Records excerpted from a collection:
▬▬▬▬▬▬
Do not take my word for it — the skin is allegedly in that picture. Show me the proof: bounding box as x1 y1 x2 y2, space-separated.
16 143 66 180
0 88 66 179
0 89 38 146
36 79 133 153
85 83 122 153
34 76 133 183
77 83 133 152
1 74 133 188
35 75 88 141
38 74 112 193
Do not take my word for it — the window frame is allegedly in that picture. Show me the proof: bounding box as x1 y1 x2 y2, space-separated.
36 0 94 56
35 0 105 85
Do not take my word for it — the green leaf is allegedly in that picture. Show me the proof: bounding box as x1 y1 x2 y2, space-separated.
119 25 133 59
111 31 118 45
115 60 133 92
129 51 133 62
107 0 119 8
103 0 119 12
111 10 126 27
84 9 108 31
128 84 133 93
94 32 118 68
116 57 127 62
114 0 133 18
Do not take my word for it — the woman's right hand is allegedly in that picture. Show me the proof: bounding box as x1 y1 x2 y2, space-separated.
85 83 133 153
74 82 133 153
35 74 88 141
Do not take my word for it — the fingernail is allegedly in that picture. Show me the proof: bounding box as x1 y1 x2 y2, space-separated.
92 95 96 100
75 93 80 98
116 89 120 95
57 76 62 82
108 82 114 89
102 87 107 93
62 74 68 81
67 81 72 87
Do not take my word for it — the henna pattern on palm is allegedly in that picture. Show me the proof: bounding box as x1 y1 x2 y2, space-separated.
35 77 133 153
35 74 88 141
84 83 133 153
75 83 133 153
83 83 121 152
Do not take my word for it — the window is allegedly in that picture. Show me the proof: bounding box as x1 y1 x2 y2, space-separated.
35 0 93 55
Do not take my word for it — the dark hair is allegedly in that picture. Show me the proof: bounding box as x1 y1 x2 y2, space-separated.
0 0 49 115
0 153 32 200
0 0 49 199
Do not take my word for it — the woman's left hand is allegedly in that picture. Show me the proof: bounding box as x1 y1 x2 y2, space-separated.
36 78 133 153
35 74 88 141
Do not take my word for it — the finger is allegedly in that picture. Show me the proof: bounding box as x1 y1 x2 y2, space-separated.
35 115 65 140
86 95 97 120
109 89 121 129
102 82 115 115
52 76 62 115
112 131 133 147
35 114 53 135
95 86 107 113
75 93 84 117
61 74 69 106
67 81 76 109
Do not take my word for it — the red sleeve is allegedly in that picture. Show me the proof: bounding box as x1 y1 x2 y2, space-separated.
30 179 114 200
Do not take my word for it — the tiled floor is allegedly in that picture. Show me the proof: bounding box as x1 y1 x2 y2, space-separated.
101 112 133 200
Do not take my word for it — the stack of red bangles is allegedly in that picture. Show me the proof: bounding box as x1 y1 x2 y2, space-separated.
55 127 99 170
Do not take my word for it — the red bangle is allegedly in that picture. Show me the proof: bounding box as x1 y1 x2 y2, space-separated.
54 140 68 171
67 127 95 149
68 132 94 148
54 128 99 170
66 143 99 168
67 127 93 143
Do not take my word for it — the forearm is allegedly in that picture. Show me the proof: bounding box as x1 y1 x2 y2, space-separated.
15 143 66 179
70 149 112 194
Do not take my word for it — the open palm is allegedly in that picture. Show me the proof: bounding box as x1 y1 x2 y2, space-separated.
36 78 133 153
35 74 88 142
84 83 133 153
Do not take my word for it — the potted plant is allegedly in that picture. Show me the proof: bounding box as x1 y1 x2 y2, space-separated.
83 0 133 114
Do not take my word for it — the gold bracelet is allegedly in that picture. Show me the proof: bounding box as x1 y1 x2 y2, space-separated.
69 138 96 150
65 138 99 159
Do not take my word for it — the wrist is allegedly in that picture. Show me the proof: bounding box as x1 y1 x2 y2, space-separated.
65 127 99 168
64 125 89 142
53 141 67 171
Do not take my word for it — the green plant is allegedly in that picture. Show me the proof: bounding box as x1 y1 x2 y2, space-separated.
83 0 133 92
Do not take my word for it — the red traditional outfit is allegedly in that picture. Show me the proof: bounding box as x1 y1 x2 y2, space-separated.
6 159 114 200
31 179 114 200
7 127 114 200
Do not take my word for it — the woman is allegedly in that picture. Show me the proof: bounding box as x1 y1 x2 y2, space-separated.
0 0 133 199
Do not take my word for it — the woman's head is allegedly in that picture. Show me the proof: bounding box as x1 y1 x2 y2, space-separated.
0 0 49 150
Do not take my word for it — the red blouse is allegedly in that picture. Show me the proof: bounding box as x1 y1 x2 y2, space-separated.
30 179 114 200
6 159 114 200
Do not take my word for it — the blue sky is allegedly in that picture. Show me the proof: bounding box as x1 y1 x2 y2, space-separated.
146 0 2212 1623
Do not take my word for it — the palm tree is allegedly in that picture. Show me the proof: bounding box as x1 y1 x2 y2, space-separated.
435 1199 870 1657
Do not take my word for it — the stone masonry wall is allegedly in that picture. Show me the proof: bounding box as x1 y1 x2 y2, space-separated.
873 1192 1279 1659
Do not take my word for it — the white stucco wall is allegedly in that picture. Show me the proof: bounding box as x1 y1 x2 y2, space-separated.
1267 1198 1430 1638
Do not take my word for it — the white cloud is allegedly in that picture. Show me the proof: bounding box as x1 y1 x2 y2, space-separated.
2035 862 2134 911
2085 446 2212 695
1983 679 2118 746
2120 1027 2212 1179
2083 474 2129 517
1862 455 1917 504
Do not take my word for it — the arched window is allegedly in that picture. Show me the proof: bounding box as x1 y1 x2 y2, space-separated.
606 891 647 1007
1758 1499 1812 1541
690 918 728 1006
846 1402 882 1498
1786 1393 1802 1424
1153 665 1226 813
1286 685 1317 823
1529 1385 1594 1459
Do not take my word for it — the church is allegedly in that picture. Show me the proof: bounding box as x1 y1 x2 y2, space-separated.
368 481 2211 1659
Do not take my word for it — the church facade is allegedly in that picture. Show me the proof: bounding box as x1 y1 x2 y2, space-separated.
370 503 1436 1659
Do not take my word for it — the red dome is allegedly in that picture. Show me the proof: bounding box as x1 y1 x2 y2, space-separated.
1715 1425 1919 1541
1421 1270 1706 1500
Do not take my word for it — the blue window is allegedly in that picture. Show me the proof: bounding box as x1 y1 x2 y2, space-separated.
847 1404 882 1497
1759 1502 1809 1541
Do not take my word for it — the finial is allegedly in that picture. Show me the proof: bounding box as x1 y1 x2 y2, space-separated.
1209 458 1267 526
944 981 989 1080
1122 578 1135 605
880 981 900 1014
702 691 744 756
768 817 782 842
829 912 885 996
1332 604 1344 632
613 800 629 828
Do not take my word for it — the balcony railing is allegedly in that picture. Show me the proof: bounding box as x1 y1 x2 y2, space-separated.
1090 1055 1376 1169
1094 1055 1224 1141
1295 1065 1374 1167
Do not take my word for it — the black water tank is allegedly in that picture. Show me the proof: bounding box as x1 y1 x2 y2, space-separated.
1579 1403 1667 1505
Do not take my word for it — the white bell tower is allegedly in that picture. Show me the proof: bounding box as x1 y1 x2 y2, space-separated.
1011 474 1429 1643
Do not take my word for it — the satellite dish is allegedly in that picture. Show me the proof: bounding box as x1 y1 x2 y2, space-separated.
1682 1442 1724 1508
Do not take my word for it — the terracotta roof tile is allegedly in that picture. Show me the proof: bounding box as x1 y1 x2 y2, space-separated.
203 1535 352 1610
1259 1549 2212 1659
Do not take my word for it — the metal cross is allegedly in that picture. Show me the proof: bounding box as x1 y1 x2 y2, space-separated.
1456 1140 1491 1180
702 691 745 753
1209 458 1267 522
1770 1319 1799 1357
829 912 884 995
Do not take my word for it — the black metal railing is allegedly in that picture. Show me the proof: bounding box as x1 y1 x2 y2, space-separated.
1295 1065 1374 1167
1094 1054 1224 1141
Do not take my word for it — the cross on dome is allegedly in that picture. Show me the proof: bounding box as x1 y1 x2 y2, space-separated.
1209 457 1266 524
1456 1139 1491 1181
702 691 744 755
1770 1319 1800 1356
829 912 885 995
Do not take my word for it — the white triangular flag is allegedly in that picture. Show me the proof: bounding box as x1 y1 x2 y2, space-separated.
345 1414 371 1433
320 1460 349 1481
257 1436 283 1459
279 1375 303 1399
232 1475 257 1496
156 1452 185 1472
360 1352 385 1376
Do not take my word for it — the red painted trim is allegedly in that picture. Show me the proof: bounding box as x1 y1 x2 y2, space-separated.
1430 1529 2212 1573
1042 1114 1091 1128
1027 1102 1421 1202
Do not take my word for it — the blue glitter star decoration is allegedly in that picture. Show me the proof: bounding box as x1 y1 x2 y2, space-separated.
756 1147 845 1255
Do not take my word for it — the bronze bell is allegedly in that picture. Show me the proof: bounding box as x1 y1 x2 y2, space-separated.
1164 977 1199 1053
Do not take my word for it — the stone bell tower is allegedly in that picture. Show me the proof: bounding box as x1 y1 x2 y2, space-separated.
▬▬▬▬▬▬
What needs duplicating is the run of lines from the one containing "Do not take my word for it — the black metal" through the last line of the entries above, exact and complete.

Do not take my word for it — the black metal railing is allegedly in that picture. Show me the proof: bounding box as x1 y1 x2 y2, space-separated.
1295 1065 1374 1167
1094 1054 1224 1141
Do not take my word for it — the cross on dome is allegedly in that picture. Show me the proof: bounding box as x1 y1 x2 y2, space-separated.
1209 457 1266 524
1456 1139 1491 1181
702 691 744 755
1770 1319 1800 1356
829 912 885 995
Do not take my word for it — the white triangular flag is allegedly in that picture. Show me the proof: bounding box as x1 y1 x2 y2, space-separated.
345 1414 371 1433
320 1460 349 1481
257 1436 283 1459
279 1375 303 1399
232 1475 257 1496
156 1452 185 1472
360 1352 385 1376
Do not take my word for it — the red painted trim is allegedly in that picture. Show me the proof: bounding box as x1 y1 x2 y2, space-separated.
1430 1529 2212 1573
1042 1114 1091 1128
1027 1102 1421 1202
Do not take my word for it — the blue glitter star decoration is allegedly in that picture. Show me the proof: bounding box as x1 y1 x2 y2, space-separated.
756 1147 845 1255
Do not take my word for it — the bronze bell is allegedly in that picture. Show me the proof: bounding box as x1 y1 x2 y2, space-separated.
1164 977 1199 1053
Do not take my word for it — the stone bell tower is allegedly in that picture. Show me the proof: bounding box as x1 y1 x2 y2, space-separated.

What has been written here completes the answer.